Make an exact copy of the entries below.

Location identification items:
----
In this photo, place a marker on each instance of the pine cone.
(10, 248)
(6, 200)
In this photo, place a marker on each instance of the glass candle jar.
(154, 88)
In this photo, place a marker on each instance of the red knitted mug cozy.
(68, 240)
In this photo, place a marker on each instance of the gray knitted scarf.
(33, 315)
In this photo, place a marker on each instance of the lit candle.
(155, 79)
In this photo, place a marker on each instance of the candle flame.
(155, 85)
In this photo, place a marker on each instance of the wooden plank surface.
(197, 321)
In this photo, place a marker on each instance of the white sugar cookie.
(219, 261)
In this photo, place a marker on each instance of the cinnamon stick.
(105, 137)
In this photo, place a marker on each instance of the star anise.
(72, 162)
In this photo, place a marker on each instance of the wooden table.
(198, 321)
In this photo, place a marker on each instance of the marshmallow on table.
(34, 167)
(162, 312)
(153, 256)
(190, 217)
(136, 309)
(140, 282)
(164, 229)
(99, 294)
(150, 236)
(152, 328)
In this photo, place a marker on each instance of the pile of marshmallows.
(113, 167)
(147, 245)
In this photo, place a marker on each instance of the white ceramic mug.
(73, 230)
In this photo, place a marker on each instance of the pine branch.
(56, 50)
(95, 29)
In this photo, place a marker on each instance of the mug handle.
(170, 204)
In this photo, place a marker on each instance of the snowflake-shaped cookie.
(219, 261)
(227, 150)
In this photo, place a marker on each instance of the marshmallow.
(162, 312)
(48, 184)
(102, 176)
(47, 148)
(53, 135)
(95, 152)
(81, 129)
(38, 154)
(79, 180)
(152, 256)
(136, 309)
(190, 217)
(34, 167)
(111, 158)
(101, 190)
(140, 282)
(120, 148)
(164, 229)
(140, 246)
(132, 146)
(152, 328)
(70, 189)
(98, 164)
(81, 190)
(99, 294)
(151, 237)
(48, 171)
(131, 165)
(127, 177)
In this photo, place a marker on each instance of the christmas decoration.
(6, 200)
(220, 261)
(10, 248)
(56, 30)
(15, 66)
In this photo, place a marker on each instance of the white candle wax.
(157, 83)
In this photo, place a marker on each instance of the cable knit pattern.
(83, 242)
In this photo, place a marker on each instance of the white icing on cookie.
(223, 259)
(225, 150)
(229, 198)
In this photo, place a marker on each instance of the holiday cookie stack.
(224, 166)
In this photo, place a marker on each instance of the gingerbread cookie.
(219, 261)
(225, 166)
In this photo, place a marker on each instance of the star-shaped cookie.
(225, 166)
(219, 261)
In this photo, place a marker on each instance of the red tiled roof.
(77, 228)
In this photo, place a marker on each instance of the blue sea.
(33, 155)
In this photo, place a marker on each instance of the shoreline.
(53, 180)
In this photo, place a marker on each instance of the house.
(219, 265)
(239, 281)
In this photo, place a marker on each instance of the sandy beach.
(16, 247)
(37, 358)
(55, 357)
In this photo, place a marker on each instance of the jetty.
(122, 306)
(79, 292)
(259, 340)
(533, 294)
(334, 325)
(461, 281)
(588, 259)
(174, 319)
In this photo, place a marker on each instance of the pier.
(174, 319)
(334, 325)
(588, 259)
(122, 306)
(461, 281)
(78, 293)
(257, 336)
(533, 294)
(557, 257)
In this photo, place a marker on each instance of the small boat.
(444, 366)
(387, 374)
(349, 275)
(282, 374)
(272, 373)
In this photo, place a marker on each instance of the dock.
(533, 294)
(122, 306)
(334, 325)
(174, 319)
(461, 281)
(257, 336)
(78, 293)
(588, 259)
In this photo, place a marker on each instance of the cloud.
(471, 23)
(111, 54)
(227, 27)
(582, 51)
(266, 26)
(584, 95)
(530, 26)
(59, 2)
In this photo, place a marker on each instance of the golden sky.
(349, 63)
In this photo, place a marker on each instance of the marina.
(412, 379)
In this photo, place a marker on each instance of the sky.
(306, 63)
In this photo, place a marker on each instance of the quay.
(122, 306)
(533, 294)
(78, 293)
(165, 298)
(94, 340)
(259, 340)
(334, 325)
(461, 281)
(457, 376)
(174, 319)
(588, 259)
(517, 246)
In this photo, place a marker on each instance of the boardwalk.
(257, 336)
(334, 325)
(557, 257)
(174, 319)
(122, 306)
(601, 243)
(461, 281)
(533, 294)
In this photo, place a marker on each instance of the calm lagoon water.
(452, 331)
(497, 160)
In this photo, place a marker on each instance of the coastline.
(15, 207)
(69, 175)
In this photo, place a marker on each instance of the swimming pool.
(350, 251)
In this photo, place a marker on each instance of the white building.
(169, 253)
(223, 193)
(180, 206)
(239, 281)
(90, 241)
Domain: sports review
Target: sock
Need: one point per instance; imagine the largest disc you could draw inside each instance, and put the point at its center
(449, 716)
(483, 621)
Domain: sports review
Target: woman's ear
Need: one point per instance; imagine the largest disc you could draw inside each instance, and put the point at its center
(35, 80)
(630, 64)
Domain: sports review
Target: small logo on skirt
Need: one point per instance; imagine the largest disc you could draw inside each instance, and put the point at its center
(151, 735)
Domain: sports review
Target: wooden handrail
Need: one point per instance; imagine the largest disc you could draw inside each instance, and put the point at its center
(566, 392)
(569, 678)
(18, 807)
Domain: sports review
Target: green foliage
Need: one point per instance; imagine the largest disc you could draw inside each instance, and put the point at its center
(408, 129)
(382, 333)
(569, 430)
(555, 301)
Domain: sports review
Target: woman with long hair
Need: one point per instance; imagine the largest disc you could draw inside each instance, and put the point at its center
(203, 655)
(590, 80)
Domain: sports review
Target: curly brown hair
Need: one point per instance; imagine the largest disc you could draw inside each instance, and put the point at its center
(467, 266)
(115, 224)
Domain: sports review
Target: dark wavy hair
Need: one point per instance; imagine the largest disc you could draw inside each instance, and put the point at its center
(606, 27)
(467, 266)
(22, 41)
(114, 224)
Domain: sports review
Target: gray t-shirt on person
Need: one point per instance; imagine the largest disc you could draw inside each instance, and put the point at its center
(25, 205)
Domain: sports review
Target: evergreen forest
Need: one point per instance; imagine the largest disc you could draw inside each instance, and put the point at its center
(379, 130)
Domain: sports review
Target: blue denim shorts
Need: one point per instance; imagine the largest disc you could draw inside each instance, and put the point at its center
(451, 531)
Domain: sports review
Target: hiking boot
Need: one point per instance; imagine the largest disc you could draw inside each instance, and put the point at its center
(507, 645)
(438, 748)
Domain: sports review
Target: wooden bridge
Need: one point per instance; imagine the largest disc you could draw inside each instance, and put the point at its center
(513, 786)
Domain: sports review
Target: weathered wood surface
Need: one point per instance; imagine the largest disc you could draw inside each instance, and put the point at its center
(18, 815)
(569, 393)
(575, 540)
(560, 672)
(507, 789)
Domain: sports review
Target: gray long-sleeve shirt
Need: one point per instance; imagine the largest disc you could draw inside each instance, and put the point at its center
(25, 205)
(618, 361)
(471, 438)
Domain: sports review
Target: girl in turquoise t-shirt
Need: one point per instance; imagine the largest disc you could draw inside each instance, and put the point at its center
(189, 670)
----
**REPLY:**
In this photo, place a marker on each instance of the pine cone.
(10, 248)
(6, 200)
In this photo, place a marker on each instance of the glass candle jar.
(154, 88)
In this photo, place a marker on each instance of the red knitted mug cozy.
(68, 240)
In this photo, place a marker on each instance of the gray knitted scarf.
(33, 315)
In this photo, place a marker on each instance of the lit candle.
(155, 79)
In this photo, place a marker on each instance of the candle flame.
(155, 85)
In this photo, place a marker on each instance of the wooden plank surface.
(197, 321)
In this photo, place a marker on each instance of the white sugar cookie.
(219, 261)
In this photo, place a marker on each instance of the cinnamon stick.
(105, 137)
In this photo, place a marker on each instance of the star anise.
(72, 162)
In this photo, place a marker on each instance of the wooden table.
(198, 321)
In this photo, place a marker on each instance of the marshmallow on table.
(34, 167)
(162, 312)
(153, 256)
(190, 217)
(136, 309)
(140, 282)
(164, 229)
(99, 294)
(150, 236)
(152, 328)
In this photo, place a marker on each instance of the pile of marshmallows.
(113, 167)
(147, 245)
In this photo, place a marker on each instance of the white ceramic mug.
(73, 230)
In this photo, place a marker on each instance of the pine branch.
(56, 50)
(95, 29)
In this photo, place a marker on each instance of the mug handle.
(170, 204)
In this photo, place a marker on each instance of the snowflake-shaped cookie.
(219, 261)
(227, 150)
In this photo, place a marker on each instance of the marshmallow.
(162, 312)
(48, 184)
(102, 176)
(47, 148)
(53, 135)
(95, 152)
(81, 129)
(38, 154)
(79, 180)
(152, 256)
(136, 309)
(190, 217)
(34, 167)
(111, 158)
(101, 190)
(140, 282)
(120, 148)
(164, 229)
(140, 246)
(132, 146)
(152, 328)
(70, 189)
(98, 164)
(81, 190)
(99, 294)
(151, 237)
(48, 171)
(131, 165)
(127, 177)
In this photo, place a marker on each instance of the christmas decoration.
(6, 200)
(220, 261)
(10, 248)
(56, 30)
(15, 66)
In this photo, place a marker on each instance of the white candle wax.
(157, 83)
In this photo, place a marker on each instance of the cable knit pattern.
(83, 242)
In this photo, place a marker on each instance of the white icing on cookie.
(223, 259)
(225, 150)
(229, 198)
In this photo, place a marker on each instance of the holiday cookie stack.
(224, 166)
In this photo, place a marker on each instance of the gingerbread cookie.
(219, 261)
(225, 166)
In this photo, place a marker on each instance of the star-shaped cookie.
(225, 166)
(219, 261)
In this photo, place a marker on each instance of the red tiled roof.
(77, 228)
In this photo, place a marker on each instance of the blue sea.
(33, 155)
In this photo, place a marker on each instance of the shoreline.
(53, 180)
In this photo, place a marker on each instance of the house.
(219, 265)
(239, 281)
In this photo, place a marker on each instance of the sandy beach.
(16, 247)
(37, 358)
(55, 357)
In this photo, place a marker on each instance of the jetty.
(122, 306)
(79, 292)
(259, 340)
(533, 294)
(334, 325)
(461, 281)
(588, 259)
(174, 319)
In this photo, place a marker on each instance of the pier.
(174, 319)
(334, 325)
(588, 259)
(122, 306)
(461, 281)
(78, 293)
(257, 336)
(533, 294)
(557, 257)
In this photo, place a marker on each instance of the small boat.
(444, 366)
(387, 374)
(349, 275)
(282, 374)
(272, 373)
In this photo, place a marker on each instance of the dock.
(533, 294)
(122, 306)
(334, 325)
(174, 319)
(461, 281)
(257, 336)
(78, 293)
(588, 259)
In this photo, place a marker on each instance of the cloud.
(471, 23)
(111, 54)
(227, 27)
(582, 51)
(266, 26)
(584, 95)
(530, 26)
(59, 2)
In this photo, place a marker on each instance of the golden sky.
(349, 63)
In this photo, place a marker on each instance of the marina.
(412, 379)
In this photo, place a marker on each instance of the sky.
(306, 63)
In this photo, place a marker on each instance of the quay.
(122, 306)
(533, 294)
(78, 293)
(165, 298)
(94, 340)
(259, 340)
(334, 325)
(461, 281)
(457, 376)
(174, 319)
(588, 259)
(517, 246)
In this photo, place a marker on each instance of the boardwalk.
(257, 336)
(334, 325)
(557, 257)
(174, 319)
(122, 306)
(601, 243)
(461, 281)
(533, 294)
In this photo, place a marker on each instance of the calm lagoon water.
(452, 331)
(497, 160)
In this photo, place a marker on each instance of the coastline.
(15, 207)
(69, 175)
In this photo, place a marker on each instance of the swimming pool.
(350, 251)
In this photo, place a marker on each instance of the white building.
(169, 253)
(223, 193)
(180, 206)
(239, 281)
(90, 241)
Domain: sports review
Target: sock
Need: one point per instance; imagine the largest disc you could draw inside each instance, and put the point at its center
(449, 716)
(483, 621)
Domain: sports review
Target: woman's ear
Need: one point per instance; imagine the largest disc you could draw inside each instance, and put the point at its center
(35, 80)
(630, 64)
Domain: sports review
Target: small logo on skirt
Need: one point per instance; imagine the largest disc you could draw inside each instance, and put the point at its center
(151, 735)
Domain: sports review
Target: wooden handrail
Need: one point per instance; imagine the largest disc you could draw inside each instance, and put the point at its center
(566, 392)
(569, 678)
(18, 807)
Domain: sports review
Target: green foliage
Need: one point per instance; imagine the largest disc you could draw inside each instance, and put the point at its center
(408, 129)
(382, 333)
(569, 430)
(555, 301)
Domain: sports review
Target: woman with long hair
Need: one point per instance; imagine the largest disc you could draw inside each instance, and put the point at its center
(203, 655)
(590, 80)
Domain: sports review
Target: curly brown hair
Need: one point per instance; imagine the largest disc you could draw inside each instance, and put the point at its center
(467, 266)
(115, 224)
Domain: sports review
Target: dark wavy hair
Need: one point per instance; imagine the largest disc you could draw inside each instance, and put the point at its center
(606, 27)
(467, 266)
(22, 41)
(114, 224)
Domain: sports review
Target: gray t-shirt on person
Need: one point per instance; imagine the largest disc you could draw inside each instance, and put the point at its center
(25, 205)
Domain: sports review
Target: evergreen forest
Need: one point per instance; imagine the largest disc you could draw inside each instance, and put the point at its center
(379, 130)
Domain: sports review
Target: blue denim shorts
Need: one point per instance; imagine the largest disc you could draw inside each instance, and put the point at its center
(451, 531)
Domain: sports review
Target: hiking boot
Need: one point per instance; imagine the largest disc you could draw inside each instance, and put the point at its center
(507, 645)
(438, 748)
Domain: sports review
Target: wooden bridge
Need: one point per instance; imagine the largest disc you could draw inside each instance, and put the point at its center
(513, 786)
Domain: sports review
Target: weathered wood surface
Need: one point per instance; imagine the largest disc you could draw inside each instance, and put the point at its center
(18, 815)
(569, 393)
(575, 540)
(560, 672)
(507, 789)
Domain: sports review
Target: gray long-sleeve shirt
Need: one point per instance; imagine the largest disc you could draw inside each instance, and put the point at its center
(25, 205)
(618, 361)
(471, 438)
Domain: sports review
Target: girl in turquoise t-shirt
Need: one point per instance; imagine the largest disc you could draw inside each instance, and put the point at its center
(189, 670)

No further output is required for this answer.